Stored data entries

========

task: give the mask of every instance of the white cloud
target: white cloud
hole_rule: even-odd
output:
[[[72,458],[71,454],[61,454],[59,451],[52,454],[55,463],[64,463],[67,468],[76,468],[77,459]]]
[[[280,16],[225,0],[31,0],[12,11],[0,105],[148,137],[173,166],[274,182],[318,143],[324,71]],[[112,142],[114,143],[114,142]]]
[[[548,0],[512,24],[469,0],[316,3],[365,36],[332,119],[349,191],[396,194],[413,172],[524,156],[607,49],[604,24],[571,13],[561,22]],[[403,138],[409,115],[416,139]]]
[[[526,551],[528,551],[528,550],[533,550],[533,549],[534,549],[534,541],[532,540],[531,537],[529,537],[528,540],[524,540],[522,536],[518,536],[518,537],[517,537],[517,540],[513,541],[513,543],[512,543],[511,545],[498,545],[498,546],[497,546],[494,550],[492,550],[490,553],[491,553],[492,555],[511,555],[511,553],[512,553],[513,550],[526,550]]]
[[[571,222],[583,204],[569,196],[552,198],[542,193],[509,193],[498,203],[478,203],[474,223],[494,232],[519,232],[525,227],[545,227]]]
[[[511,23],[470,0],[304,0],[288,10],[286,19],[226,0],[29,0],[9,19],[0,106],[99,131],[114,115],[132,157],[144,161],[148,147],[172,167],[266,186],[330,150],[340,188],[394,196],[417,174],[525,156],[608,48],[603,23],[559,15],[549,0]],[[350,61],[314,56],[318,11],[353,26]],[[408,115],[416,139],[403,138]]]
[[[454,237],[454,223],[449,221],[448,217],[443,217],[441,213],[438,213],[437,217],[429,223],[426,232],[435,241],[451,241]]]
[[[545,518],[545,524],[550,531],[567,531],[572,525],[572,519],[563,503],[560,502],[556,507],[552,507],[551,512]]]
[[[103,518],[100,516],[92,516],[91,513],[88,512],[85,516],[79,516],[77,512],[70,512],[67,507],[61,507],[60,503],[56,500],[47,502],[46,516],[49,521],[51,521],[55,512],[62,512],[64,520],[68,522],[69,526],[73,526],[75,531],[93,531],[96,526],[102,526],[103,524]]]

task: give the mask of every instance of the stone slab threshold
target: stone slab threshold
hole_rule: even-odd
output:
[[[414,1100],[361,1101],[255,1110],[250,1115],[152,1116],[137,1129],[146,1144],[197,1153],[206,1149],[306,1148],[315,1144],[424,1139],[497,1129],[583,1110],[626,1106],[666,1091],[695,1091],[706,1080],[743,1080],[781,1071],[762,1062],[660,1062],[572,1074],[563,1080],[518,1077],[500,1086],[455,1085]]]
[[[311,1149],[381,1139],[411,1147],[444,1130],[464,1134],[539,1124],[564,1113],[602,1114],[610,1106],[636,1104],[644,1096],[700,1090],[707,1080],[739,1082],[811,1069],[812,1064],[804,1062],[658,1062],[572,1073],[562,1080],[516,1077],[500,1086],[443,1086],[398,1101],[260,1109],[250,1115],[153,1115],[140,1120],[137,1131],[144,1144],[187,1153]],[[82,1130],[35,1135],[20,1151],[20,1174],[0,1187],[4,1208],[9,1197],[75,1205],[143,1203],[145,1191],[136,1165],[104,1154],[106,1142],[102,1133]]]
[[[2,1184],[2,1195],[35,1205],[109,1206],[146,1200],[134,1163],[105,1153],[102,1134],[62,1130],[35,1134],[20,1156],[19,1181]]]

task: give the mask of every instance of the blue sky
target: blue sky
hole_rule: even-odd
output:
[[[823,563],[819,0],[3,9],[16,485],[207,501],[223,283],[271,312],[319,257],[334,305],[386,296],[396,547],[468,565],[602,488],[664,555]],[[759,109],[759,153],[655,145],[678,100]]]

========

**ASSIGNED TASK:**
Of the lines above, show those in which "white" appears.

**FINAL ANSWER:**
task: give the mask of every instance of the white cloud
target: white cloud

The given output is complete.